研究実績の概要 |
急性腎不全に伴う腎実質の虚血・低酸素状態は、糸球体および尿細管間質の不可逆的な組織学的な変化をもたらす。我々はこれまで腎組織への好中球浸潤が酸化ストレスを介して組織障害の主要な役割を果たすことを明らかにし、さらなる好中球動態を解明するべく、生体マウス腎での好中球 in vivo リアルタイムイメージングを確立した。
好中球は血管内皮細胞との相互作用を介して炎症局所へ浸潤する。その一連の過程には、好中球の捕捉・ローリング・接着・遊出があり、各段階においてセレクチンファミリーや、インテグリン、ICAM-1, VCAM-1などの接着因子により制御される。好中球浸潤により産生された活性酸素種は、強力な炎症を惹起し血管内皮機能維持に重要なNOが欠乏する。本申請研究では好中球浸潤を制御するために最適な酸化ストレス処理機構および接着分子阻害法を我々の革新的イメージング法を用いて解析し、新規腎障害治療薬としての基盤確立と革新的創薬への展開を目指す。

課題の目的 ::
好中球浸潤と腎障害に関する研究実績の概要を、一字一句違えずに全文書き写してください。 以下の項目は本文とは別の資料です。

データ集から取り出した項目 ::
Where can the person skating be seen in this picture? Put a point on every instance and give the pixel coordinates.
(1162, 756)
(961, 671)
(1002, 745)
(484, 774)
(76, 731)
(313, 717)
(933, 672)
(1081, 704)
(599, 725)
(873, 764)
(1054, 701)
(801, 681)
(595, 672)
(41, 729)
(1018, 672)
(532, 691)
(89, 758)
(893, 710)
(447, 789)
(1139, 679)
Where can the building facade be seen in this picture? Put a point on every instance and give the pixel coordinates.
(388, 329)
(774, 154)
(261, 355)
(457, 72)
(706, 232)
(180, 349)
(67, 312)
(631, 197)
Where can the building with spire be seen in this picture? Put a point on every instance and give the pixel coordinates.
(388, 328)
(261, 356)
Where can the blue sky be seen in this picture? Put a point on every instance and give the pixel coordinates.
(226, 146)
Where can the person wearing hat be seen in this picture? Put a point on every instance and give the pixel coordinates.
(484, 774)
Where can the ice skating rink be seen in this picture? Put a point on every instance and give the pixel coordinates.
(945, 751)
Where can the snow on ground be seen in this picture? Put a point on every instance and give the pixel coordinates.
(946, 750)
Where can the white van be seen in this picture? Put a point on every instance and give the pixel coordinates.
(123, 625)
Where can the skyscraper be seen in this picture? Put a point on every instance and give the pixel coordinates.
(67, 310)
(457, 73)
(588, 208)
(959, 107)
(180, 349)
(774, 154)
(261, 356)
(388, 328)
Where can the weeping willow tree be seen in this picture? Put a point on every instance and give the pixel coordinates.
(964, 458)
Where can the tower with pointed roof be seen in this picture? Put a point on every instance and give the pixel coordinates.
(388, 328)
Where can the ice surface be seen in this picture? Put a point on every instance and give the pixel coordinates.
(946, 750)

解答 ::
研究実績の概要 |
急性腎不全に伴う腎実質の虚血・低酸素状態は、糸球体および尿細管間質の不可逆的な組織学的な変化をもたらす。我々はこれまで腎組織への好中球浸潤が酸化ストレスを介して組織障害の主要な役割を果たすことを明らかにし、さらなる好中球動態を解明するべく、生体マウス腎での好中球 in vivo リアルタイムイメージングを確立した。
好中球は血管内皮細胞との相互作用を介して炎症局所へ浸潤する。その一連の過程には、好中球の捕捉・ローリング・接着・遊出があり、各段階においてセレクチンファミリーや、インテグリン、ICAM-1, VCAM-1などの接着因子により制御される。好中球浸潤により産生された活性酸素種は、強力な炎症を惹起し血管内皮機能維持に重要なNOが欠乏する。本申請研究では好中球浸潤を制御するために最適な酸化ストレス処理機構および接着分子阻害法を我々の革新的イメージング法を用いて解析し、新規腎障害治療薬としての基盤確立と革新的創薬への展開を目指す。